### Exercise directions
Render everything in the records below, from the line containing "Final QA check: confirm every beach" down to the line containing "0, 604, 134, 748", both included, as a JSON list of strings with one string per line and blank lines omitted.

### Task inputs
____________________
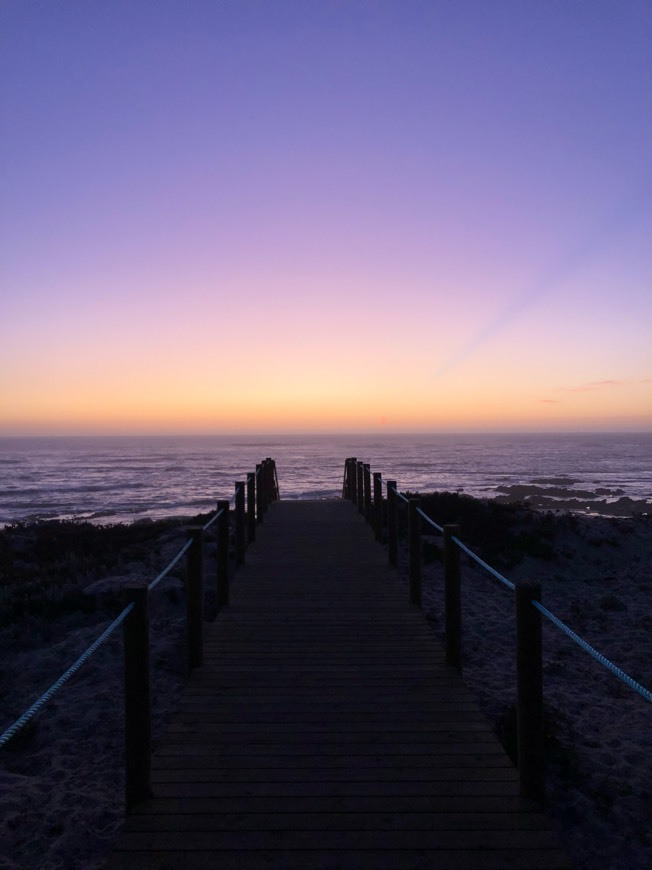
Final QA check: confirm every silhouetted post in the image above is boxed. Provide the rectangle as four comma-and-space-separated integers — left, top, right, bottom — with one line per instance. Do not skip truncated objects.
444, 525, 462, 673
216, 500, 229, 610
186, 526, 204, 673
235, 480, 245, 565
349, 456, 358, 504
247, 471, 256, 543
387, 480, 398, 565
342, 458, 351, 499
374, 471, 383, 544
256, 462, 265, 523
515, 580, 545, 804
123, 584, 152, 812
363, 462, 371, 523
265, 456, 276, 506
408, 498, 421, 607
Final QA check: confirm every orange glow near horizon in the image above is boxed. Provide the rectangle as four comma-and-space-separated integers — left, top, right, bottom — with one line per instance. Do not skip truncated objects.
0, 0, 652, 436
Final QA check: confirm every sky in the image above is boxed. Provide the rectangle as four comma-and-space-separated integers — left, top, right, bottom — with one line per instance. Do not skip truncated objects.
0, 0, 652, 435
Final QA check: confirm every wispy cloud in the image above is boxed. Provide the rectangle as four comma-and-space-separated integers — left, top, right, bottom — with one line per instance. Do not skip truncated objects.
539, 378, 652, 405
558, 380, 632, 393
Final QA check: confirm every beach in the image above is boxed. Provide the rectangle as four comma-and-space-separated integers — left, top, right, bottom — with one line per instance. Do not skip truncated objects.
0, 500, 652, 870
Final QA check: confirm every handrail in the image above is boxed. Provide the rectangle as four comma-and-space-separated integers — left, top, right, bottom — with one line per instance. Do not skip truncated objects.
531, 601, 652, 702
343, 458, 652, 801
0, 459, 278, 749
417, 508, 444, 535
451, 535, 516, 592
0, 604, 134, 748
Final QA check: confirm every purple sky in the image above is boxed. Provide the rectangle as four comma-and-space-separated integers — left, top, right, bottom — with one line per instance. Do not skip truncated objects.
0, 0, 652, 434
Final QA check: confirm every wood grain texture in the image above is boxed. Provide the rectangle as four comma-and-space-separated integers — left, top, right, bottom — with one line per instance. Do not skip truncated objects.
107, 501, 571, 870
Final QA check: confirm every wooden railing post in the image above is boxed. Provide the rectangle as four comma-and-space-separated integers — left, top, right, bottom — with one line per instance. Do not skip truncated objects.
408, 498, 421, 607
265, 456, 276, 505
362, 462, 371, 523
186, 526, 204, 673
216, 500, 230, 610
515, 580, 545, 804
235, 480, 246, 565
444, 525, 462, 673
123, 585, 152, 813
247, 471, 256, 543
387, 480, 398, 565
256, 462, 265, 523
349, 456, 358, 504
374, 471, 383, 544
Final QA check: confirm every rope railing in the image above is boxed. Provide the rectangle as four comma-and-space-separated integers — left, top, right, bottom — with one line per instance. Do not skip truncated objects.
____________________
### Response
[
  "Final QA check: confirm every beach in the image above is boxed. Provide the rectangle as four comma-and-space-separated integers — left, top, right, bottom — with one line per instance. Do not skip truncated objects.",
  "0, 500, 652, 870",
  "Final QA check: confirm every handrail in the image above is boxed. Provide the rectangle as four comma-and-space-separated integers — left, top, right, bottom — with one line per instance. Do not skip truncated objects.",
  "531, 601, 652, 702",
  "343, 458, 652, 801",
  "0, 459, 278, 749",
  "417, 508, 444, 535",
  "451, 535, 516, 592",
  "0, 604, 134, 748"
]